Robot Reveals Sea Life Thriving Beneath Antarctic Ice

Antarctic marine animals
Icefin recorded sea life living at the bottom of Antarctica's Ross Sea. (Image credit: B.E. Schmidt | Icefin | Georgia Tech)

The water beneath Antarctica's thick ice may be dark and chilly, but it still harbors a surprising amount of sea life, including sea stars, sponges and anemones, according to a new underwater robotic expedition.

Researchers captured the aquatic footage at Antarctica's Ross Ice Shelf with a new remotely operated vehicle (ROV), dubbed Icefin. The ROV is capable of diving 0.9 miles (1.5 kilometers) below sea level and conducting 1.9-mile-long (3 km) surveys, they said.

First, the researchers had to cut a 12-inch hole through about 66 feet (20 m) of ice. Then, they dropped Icefin through the hole, and directed it to dive down another 1,640 feet (500 m) to the seafloor, they said. [50 Amazing Facts About Antarctica]

Earlier underwater vehicles in Icefin's class could dive only a few hundred meters, a limiting factor given that the Southern Ocean surrounding Antarctica can be up to 3.1 miles (5 km) deep. 

"What truly separates Icefin from some of the other vehicles is that it's fairly slender, yet still has all of the sensors that the scientists … need," Mick West, the robot's principal research engineer and a senior research engineer at the Georgia Tech Research Institute, said in a statement. "Our vehicle has instrumentation aboard both for navigation and ocean science that other vehicles do not."

For instance, since GPS doesn't work under Antarctica's thick ice, Icefin uses a navigation system known as SLAM (simultaneous localization and mapping). SLAM allows the robot to triangulateits position based on its range and the features around it, such as those on the seafloor below it or the ice above it.

Two researchers stand next to Icefin before it goes on its underwater mission in Antarctica. (Image credit: Jacob Buffo)

"Using algorithms such as SLAM allows us to construct a map of the unknown under-ice environment," West said. "When you can do that, you can begin to get a 3D picture of what's going on under the water."

● ● ● ● ●

** Job 1 **
Transcribe the stretch of the Icefin article from "The water beneath" through "underwater robotic expedition.".

** Pointing and labeling listing **
● ● ● ● ●

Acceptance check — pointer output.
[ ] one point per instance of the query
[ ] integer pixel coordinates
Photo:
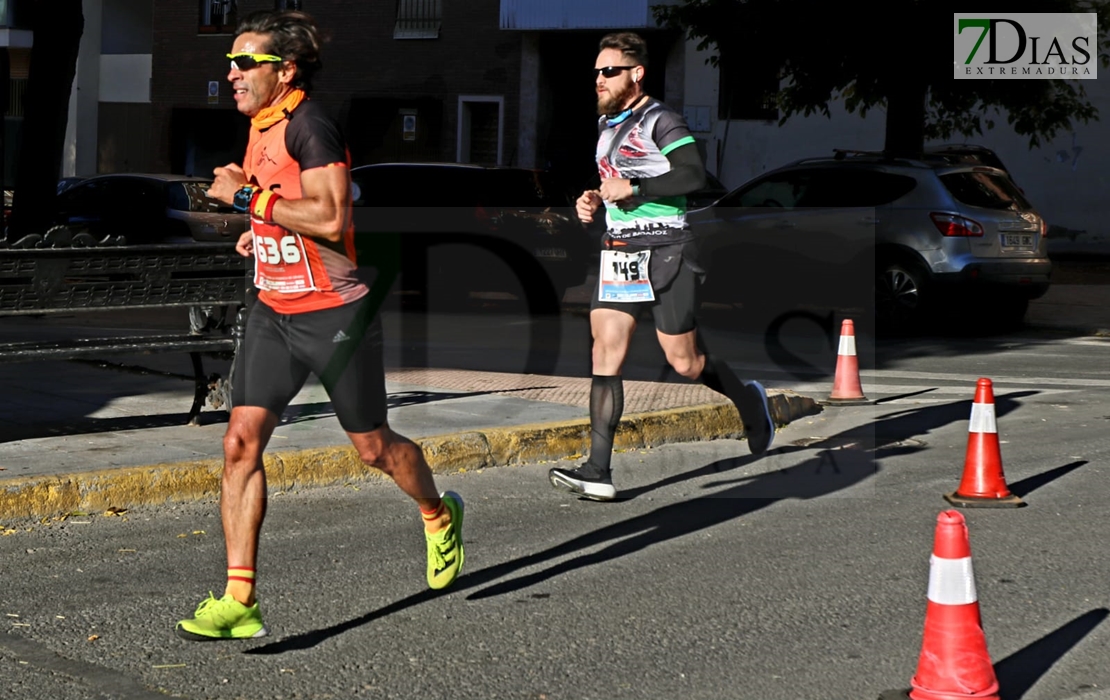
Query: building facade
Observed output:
(409, 80)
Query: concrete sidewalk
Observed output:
(112, 439)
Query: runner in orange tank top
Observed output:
(314, 314)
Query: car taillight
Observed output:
(954, 225)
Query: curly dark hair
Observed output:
(293, 36)
(629, 43)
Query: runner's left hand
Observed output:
(228, 181)
(615, 190)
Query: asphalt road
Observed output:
(797, 576)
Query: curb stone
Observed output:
(49, 496)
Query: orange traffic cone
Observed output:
(846, 388)
(984, 484)
(954, 661)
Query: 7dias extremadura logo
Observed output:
(1027, 46)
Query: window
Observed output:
(218, 17)
(985, 190)
(747, 89)
(855, 188)
(480, 129)
(417, 19)
(776, 191)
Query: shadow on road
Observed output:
(1018, 672)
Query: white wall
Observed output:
(79, 155)
(125, 78)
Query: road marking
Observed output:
(99, 678)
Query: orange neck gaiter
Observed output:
(271, 115)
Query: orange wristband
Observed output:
(262, 204)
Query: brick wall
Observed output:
(361, 61)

● ● ● ● ●

** Job 2 **
Repeat word for word the stretch of the listing from the line containing "Query: window" through the end of the listing.

** Exercise solution 1 **
The water beneath Antarctica's thick ice may be dark and chilly, but it still harbors a surprising amount of sea life, including sea stars, sponges and anemones, according to a new underwater robotic expedition.

** Exercise solution 2 **
Query: window
Observed output:
(218, 17)
(985, 190)
(747, 89)
(855, 188)
(480, 129)
(417, 19)
(776, 191)
Query: shadow on road
Observed output:
(1018, 672)
Query: white wall
Observed output:
(79, 155)
(125, 78)
Query: road marking
Observed output:
(99, 678)
Query: orange neck gaiter
Observed output:
(271, 115)
Query: orange wristband
Observed output:
(262, 204)
Query: brick wall
Observed output:
(361, 61)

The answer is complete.